• _Work to complete_:
a - Summarize the critique of Ed Schein's book "Helping" in two sentences.
b - Put this sentence from the critique of Ed Schein's book "Helping" into Spanish: "Process consulting is not the right answer for every type of relationship."

• _Selected extract_:
* * * * * * *
Ed Schein’s birthday was March 5. One day after mine…

Part II. “Helping” (Ed Schein, 2009) . This blog post is my critique of the leadership development book. Each of my critiques review the key message of the book, the high-level concepts, the book’s areas of strengths, and where it falls short. I conclude each critique with an overall assessment ranking (1-10 ascending) of its effectiveness in providing the reader applicable lessons in personal and/or leadership development.

Overview: Ed refers to helping in the context of organizational life and those seeking outside-in help. The most common reason that leaders seek consultants is to create the change processes that they need to achieve their goals. “The greatest irony here is that in order to manage others through the change process effectively, leaders must first learn to accept help themselves.”

High-level concepts: Ed’s book described three main types of helpers – an expert, doctor, or process consultant. A helper can be an expert and provide the answer, a doctor who diagnoses, or a process consultant who works so that the other comes to their own conclusions. He argues at the early stages of a relationship, the process consultant approach is the most appropriate. 

Key Message: “Starting out in the process consultant role is the most likely to facilitate status equilibration and to reveal the information necessary to decide on what kind of help is needed and how best to provide it. Only when some level of trust has been established, it is possible to get accurate information that allows the shift to the expert or the doctor role.”

Areas of Strengths: Ed is the founder of deep theory around process consultation, which is a major part of my professional job in enterprise change. His tips and principles at the end of the book are easy to pick and begin using. The strengths of the process consultant is to remove the ignorance inherent in the situation, to lessen the initial status differential (removes hierarchy) and identifies what further role may be most suitable to the problem identified. He provides contextual situations where it would be helpful for a leader to use this strategy, as in when she is (yes, she is) learning about the culture and the “practical drifts” (deviations of how the work is supposed to get done by the norms and practical best way to get work done).

Supplemental Materials: Ed and his son Peter have a site for Organizational Culture Institute at: OCLI.org (scheinocli.org)

Where it Falls Short: Process consulting is not the right answer for every type of relationship. It is, however, a good approach for new leaders coming into new organizations or situations.

Overall Assessment & Why:  I rate it an 7 out of 10. It’s foundational and helps me think about to best support others in professional interactions but its over-simplistic and doesn’t make the necessary distinguishment of relationships outside of the professional ones.
* * * * * * *
• _Exercise data_:
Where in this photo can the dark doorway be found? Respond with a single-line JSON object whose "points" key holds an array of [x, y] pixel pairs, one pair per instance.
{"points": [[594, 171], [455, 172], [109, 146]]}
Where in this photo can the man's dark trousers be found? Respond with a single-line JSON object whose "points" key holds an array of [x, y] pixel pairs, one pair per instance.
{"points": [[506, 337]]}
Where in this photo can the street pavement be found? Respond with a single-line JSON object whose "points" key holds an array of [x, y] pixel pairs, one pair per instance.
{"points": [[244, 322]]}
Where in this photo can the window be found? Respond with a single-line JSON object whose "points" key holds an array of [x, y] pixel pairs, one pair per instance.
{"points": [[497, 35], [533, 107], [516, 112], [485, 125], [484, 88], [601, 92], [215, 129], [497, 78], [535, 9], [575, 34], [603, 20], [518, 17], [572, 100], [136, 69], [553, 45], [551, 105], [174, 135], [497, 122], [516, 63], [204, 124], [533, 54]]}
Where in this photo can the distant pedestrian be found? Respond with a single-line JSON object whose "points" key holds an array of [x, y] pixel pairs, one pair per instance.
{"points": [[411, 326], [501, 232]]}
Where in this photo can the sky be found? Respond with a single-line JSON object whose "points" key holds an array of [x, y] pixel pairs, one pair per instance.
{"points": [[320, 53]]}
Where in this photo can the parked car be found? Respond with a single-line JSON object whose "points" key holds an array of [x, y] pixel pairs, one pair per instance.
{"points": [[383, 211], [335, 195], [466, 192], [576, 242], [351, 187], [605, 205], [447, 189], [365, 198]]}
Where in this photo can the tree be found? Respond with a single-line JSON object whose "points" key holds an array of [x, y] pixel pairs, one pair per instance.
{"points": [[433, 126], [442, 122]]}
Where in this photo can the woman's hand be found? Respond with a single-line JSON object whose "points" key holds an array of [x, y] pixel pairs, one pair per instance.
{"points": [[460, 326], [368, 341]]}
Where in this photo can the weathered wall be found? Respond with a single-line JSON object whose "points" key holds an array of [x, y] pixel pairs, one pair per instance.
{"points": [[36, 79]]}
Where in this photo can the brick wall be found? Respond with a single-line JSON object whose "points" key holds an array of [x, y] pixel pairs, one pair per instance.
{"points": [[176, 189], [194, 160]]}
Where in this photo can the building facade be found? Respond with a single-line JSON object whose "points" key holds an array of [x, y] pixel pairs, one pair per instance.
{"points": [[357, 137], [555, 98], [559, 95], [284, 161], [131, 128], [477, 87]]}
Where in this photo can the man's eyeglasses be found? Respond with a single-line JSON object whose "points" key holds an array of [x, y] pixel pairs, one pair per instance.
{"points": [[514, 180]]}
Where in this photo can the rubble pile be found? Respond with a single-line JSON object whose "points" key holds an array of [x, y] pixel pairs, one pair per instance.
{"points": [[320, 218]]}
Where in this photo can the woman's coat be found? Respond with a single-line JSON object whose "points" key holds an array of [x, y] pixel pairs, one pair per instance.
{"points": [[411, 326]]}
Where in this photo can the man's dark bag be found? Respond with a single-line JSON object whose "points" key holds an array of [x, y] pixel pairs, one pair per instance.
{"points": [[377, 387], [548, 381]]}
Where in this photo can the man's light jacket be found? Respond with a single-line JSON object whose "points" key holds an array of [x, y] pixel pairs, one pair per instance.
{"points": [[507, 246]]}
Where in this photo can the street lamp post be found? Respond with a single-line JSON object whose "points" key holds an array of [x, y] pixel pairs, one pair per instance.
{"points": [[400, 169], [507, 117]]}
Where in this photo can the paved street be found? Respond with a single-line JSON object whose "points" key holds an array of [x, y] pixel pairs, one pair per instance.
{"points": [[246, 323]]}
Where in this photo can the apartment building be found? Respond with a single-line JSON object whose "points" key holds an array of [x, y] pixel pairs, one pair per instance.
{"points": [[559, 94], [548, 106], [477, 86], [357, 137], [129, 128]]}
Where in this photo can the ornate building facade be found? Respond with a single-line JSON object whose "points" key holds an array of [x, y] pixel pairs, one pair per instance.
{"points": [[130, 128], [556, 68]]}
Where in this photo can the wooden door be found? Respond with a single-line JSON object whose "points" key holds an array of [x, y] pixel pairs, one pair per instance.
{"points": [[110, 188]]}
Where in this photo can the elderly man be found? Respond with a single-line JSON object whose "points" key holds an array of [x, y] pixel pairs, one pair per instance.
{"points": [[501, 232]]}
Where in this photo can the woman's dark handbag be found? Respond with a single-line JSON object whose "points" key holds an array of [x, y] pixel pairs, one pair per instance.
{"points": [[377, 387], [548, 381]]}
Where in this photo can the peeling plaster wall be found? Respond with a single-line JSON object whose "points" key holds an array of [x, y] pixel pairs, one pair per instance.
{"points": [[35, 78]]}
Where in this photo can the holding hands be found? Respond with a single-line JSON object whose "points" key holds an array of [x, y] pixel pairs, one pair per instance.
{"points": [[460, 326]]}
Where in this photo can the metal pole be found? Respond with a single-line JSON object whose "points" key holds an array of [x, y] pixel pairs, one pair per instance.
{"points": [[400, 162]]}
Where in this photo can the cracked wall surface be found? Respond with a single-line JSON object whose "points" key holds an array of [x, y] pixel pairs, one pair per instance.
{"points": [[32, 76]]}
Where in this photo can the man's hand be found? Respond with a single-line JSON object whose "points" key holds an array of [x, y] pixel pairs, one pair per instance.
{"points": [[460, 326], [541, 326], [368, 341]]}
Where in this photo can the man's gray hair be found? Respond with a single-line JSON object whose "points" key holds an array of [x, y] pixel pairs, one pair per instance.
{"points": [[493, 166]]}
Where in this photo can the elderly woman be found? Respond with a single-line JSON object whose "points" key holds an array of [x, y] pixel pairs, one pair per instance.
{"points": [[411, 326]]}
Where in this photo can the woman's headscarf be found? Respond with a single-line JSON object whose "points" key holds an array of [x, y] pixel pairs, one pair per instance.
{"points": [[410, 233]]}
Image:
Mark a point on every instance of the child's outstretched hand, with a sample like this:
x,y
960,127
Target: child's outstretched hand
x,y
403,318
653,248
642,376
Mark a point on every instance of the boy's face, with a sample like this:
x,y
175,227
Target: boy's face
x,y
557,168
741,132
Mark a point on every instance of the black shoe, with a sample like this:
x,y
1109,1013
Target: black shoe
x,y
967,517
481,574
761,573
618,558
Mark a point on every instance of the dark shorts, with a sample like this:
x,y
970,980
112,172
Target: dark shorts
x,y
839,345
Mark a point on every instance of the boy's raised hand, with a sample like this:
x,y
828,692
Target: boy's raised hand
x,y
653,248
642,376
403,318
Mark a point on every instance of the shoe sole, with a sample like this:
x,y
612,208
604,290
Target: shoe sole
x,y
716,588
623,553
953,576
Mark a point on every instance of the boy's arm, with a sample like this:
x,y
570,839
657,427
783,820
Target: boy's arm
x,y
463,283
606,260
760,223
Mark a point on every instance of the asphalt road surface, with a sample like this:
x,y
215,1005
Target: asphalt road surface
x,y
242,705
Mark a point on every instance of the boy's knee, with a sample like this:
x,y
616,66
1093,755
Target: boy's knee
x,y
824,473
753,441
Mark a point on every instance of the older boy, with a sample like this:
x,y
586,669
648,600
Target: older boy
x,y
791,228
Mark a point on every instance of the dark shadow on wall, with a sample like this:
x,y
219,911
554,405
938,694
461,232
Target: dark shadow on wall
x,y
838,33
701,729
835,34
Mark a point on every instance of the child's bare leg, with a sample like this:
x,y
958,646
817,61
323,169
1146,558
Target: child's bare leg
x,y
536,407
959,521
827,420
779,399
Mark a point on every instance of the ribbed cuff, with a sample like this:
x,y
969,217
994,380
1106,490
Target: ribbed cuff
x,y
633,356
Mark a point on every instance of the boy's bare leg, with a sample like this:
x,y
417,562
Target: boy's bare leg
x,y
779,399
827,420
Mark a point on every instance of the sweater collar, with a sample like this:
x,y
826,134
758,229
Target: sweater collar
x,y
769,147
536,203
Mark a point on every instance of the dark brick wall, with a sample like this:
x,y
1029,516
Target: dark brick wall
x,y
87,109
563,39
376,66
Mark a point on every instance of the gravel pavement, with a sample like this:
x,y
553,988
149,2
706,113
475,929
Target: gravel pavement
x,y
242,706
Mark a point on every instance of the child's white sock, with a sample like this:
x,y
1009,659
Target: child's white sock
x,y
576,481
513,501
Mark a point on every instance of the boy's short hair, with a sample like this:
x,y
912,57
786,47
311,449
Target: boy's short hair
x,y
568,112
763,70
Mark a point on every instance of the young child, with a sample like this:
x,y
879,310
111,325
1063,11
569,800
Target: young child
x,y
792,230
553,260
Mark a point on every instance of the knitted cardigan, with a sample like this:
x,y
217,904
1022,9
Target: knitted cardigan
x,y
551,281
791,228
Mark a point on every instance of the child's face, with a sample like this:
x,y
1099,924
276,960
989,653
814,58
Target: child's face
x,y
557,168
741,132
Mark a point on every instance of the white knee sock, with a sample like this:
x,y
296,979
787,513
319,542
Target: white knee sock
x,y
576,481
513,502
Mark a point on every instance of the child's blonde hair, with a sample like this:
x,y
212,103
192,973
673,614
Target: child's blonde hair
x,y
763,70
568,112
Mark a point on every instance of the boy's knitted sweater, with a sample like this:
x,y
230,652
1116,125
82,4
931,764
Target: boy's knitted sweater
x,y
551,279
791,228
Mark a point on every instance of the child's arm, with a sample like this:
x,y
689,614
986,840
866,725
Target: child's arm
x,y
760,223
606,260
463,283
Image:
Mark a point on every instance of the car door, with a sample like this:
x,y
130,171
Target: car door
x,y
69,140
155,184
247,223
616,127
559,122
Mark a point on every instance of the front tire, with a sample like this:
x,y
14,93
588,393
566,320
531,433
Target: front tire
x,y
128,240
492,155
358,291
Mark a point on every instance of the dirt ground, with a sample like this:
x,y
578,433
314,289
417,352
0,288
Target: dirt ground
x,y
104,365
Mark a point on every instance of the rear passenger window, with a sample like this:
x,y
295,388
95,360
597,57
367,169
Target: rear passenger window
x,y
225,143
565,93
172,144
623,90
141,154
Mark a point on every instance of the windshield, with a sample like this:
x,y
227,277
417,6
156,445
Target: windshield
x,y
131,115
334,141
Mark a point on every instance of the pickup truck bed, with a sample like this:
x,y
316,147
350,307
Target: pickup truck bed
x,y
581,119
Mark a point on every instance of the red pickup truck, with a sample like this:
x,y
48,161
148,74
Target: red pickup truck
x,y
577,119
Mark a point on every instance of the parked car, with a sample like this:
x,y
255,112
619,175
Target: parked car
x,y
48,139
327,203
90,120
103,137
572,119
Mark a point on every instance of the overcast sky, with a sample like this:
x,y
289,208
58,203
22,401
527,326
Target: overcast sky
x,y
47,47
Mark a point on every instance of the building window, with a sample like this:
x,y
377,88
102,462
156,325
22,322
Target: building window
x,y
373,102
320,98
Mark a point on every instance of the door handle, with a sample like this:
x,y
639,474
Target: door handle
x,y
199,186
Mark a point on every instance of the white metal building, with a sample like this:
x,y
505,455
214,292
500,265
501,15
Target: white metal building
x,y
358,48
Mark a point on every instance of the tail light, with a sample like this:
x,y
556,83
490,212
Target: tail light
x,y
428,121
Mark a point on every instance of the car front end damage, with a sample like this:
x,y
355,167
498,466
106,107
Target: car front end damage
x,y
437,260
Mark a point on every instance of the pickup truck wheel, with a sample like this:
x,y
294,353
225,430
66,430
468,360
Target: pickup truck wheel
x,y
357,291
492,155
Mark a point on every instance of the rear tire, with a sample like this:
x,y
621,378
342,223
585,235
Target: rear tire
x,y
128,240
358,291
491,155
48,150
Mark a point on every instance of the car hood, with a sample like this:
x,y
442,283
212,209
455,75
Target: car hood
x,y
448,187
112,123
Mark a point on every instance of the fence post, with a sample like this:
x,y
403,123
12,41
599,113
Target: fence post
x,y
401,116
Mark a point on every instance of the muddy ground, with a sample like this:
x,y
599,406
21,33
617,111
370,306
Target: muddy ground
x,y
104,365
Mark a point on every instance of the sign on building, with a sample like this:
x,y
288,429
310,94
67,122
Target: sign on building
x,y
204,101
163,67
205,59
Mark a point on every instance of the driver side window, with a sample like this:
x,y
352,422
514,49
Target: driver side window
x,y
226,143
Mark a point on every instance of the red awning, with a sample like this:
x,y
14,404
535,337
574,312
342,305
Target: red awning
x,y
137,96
* * * * * * *
• _Expected responses_:
a - The book describes three kinds of helpers (the expert, the doctor and the process consultant), and it argues that the process consultant role fits best early in a relationship, until enough trust exists to shift to the expert or doctor role. The critique praises the book's easy-to-apply tips and its foundational value, notes that process consulting is not right for every relationship, and rates the book 7 out of 10 as over-simplistic.

b - La consultoría de procesos no es la respuesta adecuada para todo tipo de relación.